• [TASK BRIEF]:
Lay out every line of the rows below as a Markdown table with the columns Line No. and Text. Skip blank lines and leave the pictures out.

Point annotations for photos:

>> Start

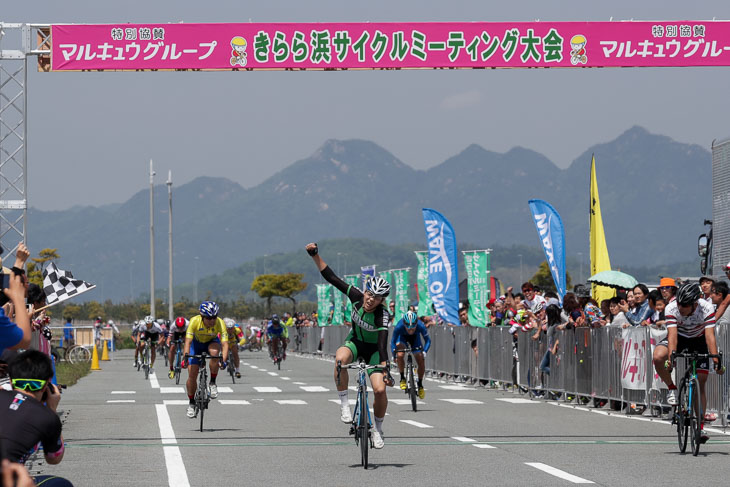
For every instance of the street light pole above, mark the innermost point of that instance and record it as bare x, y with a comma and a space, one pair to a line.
152, 241
169, 244
580, 257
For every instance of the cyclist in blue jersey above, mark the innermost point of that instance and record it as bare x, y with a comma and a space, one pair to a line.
409, 331
277, 335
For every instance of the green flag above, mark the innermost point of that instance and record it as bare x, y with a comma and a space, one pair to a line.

>> End

• [OUTPUT OF THE TASK]:
| Line No. | Text |
|---|---|
| 1 | For every instance of the street light pole above, mark the innermost point of that instance and record it as bare x, y with a comma and a space, one pair to a line. |
| 2 | 152, 241 |
| 3 | 169, 244 |
| 4 | 580, 257 |
| 5 | For every instance of the cyclist in blue jersey above, mark the innermost point of that instance and record it as bare x, y with a comma and a space, one pair to a line. |
| 6 | 409, 331 |
| 7 | 277, 335 |
| 8 | For every instance of the green flag above, mark the innermost point of that instance and record it as bare x, y with a comma and a space, one pair to a line. |